# [DESCRIPTION OF THE TASK]
Extract the text of every entry below exactly; leave images out.

A run of records
○ ○ ○

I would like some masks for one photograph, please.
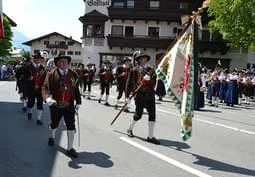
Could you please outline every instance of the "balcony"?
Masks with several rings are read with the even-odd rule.
[[[167,47],[174,40],[174,38],[170,38],[170,37],[151,38],[148,36],[125,37],[125,36],[108,35],[107,40],[108,40],[108,45],[110,48],[127,47],[127,48],[167,49]]]
[[[226,42],[223,41],[200,41],[199,46],[200,52],[210,51],[212,54],[220,52],[222,55],[225,55],[229,47]]]
[[[113,8],[109,7],[109,18],[122,20],[145,20],[180,22],[184,14],[190,14],[190,10],[148,9],[148,8]]]
[[[67,49],[68,46],[66,44],[47,44],[46,48],[48,48],[48,49]]]
[[[134,37],[125,37],[125,36],[114,36],[108,35],[108,45],[112,47],[120,48],[154,48],[154,49],[167,49],[168,46],[175,38],[171,37],[159,37],[151,38],[148,36],[134,36]],[[211,53],[220,52],[222,55],[226,54],[229,50],[226,42],[222,41],[200,41],[199,51]]]

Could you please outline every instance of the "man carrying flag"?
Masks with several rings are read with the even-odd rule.
[[[0,38],[4,38],[3,4],[2,4],[2,0],[0,0]]]
[[[131,124],[127,130],[129,137],[134,137],[133,128],[135,123],[142,118],[143,109],[146,108],[149,114],[148,122],[148,137],[147,141],[153,144],[160,144],[160,141],[153,136],[154,126],[156,121],[156,106],[155,106],[155,91],[156,75],[151,73],[151,68],[146,67],[147,62],[150,60],[150,56],[140,51],[136,51],[133,54],[134,66],[135,63],[138,66],[132,68],[129,72],[126,83],[126,102],[130,103],[130,94],[140,84],[141,88],[138,90],[135,96],[135,114],[131,120]]]
[[[179,34],[172,48],[156,69],[181,112],[181,135],[185,141],[191,136],[194,112],[194,90],[197,87],[197,24],[189,17],[186,27]]]

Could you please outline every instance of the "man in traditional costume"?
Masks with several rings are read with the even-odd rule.
[[[123,93],[125,92],[126,82],[127,82],[128,73],[129,73],[130,69],[131,69],[131,58],[125,57],[123,59],[123,64],[119,65],[117,67],[116,74],[115,74],[115,78],[117,80],[117,91],[118,91],[115,109],[118,108],[120,99],[121,99]],[[124,111],[129,112],[129,110],[127,108]]]
[[[27,118],[32,119],[32,108],[37,104],[37,121],[38,125],[42,125],[42,111],[43,111],[43,98],[42,98],[42,85],[46,75],[45,68],[41,65],[44,58],[40,54],[33,55],[33,62],[26,67],[26,94],[27,102]]]
[[[75,112],[80,108],[81,95],[77,73],[68,69],[70,62],[71,57],[69,56],[54,58],[57,68],[47,74],[42,88],[42,95],[50,106],[51,124],[48,145],[54,145],[56,129],[63,116],[68,140],[66,154],[76,158],[78,153],[73,148]]]
[[[149,114],[147,141],[153,144],[160,144],[160,141],[153,136],[156,121],[154,91],[156,75],[154,72],[151,73],[150,67],[146,67],[147,62],[150,60],[150,56],[141,53],[140,51],[136,51],[133,55],[133,59],[134,62],[137,62],[138,66],[130,70],[125,91],[127,98],[126,102],[130,103],[129,96],[131,92],[133,92],[138,87],[139,84],[142,84],[142,87],[139,89],[135,96],[135,114],[127,130],[127,135],[129,137],[134,137],[134,125],[138,120],[142,118],[143,109],[146,108]]]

○ ○ ○

# [TASK RESULT]
I would like some masks for one photograph, please.
Could you please outline every instance of the "balcony"?
Masks with several rings are read with the even-odd rule.
[[[167,47],[174,40],[174,38],[170,38],[170,37],[151,38],[148,36],[125,37],[125,36],[108,35],[107,40],[108,40],[108,45],[110,48],[127,47],[127,48],[167,49]]]
[[[226,42],[223,41],[200,41],[199,46],[200,52],[210,51],[212,54],[220,52],[222,55],[225,55],[229,47]]]
[[[113,8],[109,7],[109,18],[122,20],[145,20],[180,22],[184,14],[190,14],[190,10],[148,9],[148,8]]]
[[[67,49],[68,46],[66,44],[47,44],[46,48],[48,48],[48,49]]]
[[[134,37],[125,37],[125,36],[114,36],[108,35],[108,45],[112,47],[120,48],[154,48],[154,49],[167,49],[168,46],[175,38],[171,37],[159,37],[151,38],[148,36],[134,36]],[[211,53],[220,52],[222,55],[226,54],[229,50],[226,42],[222,41],[200,41],[199,51]]]

Could you please outline every instance of the "man carrying flag"?
Masks with several rings are read with the even-odd rule.
[[[0,38],[4,38],[3,4],[2,4],[2,0],[0,0]]]
[[[131,124],[127,130],[129,137],[134,137],[133,128],[135,123],[142,118],[143,109],[146,108],[149,114],[148,122],[148,137],[147,141],[153,144],[160,144],[160,141],[153,136],[154,126],[156,121],[156,106],[155,106],[155,91],[156,75],[151,73],[151,68],[146,67],[147,62],[150,60],[150,56],[140,51],[136,51],[133,54],[134,66],[135,63],[138,66],[132,68],[129,72],[126,83],[126,102],[130,103],[130,94],[140,84],[141,88],[138,90],[135,96],[135,114],[131,120]]]
[[[179,34],[172,48],[156,69],[181,112],[181,135],[185,141],[191,136],[194,112],[194,90],[197,87],[197,24],[189,17],[186,27]]]

Could you please outline every instance of the "man in traditional costume"?
Masks with several rings are read with the even-odd rule.
[[[123,93],[125,92],[126,82],[127,82],[128,73],[129,73],[130,69],[131,69],[131,58],[125,57],[123,59],[123,64],[119,65],[117,67],[116,74],[115,74],[115,78],[117,80],[117,91],[118,91],[115,109],[118,108],[120,99],[121,99]],[[124,111],[129,112],[129,110],[127,108]]]
[[[27,118],[32,119],[32,108],[37,104],[37,121],[38,125],[42,125],[42,111],[43,111],[43,98],[42,98],[42,85],[46,75],[45,68],[41,65],[44,58],[40,54],[33,55],[33,62],[26,67],[26,94],[27,102]]]
[[[75,112],[80,108],[81,95],[77,73],[68,69],[70,62],[71,57],[69,56],[54,58],[57,68],[47,74],[42,88],[42,95],[50,106],[51,124],[48,145],[54,145],[56,129],[63,116],[68,140],[66,154],[76,158],[78,153],[73,148]]]
[[[149,114],[147,141],[153,144],[160,144],[160,141],[153,136],[156,121],[154,91],[156,75],[154,72],[151,73],[150,67],[146,67],[147,62],[150,60],[150,56],[141,53],[140,51],[136,51],[133,55],[133,59],[134,62],[137,62],[138,66],[130,70],[125,91],[127,98],[126,102],[130,103],[129,96],[131,92],[133,92],[138,87],[139,84],[142,84],[142,87],[139,89],[135,96],[135,114],[127,130],[127,135],[129,137],[134,137],[134,125],[138,120],[142,118],[143,109],[146,108]]]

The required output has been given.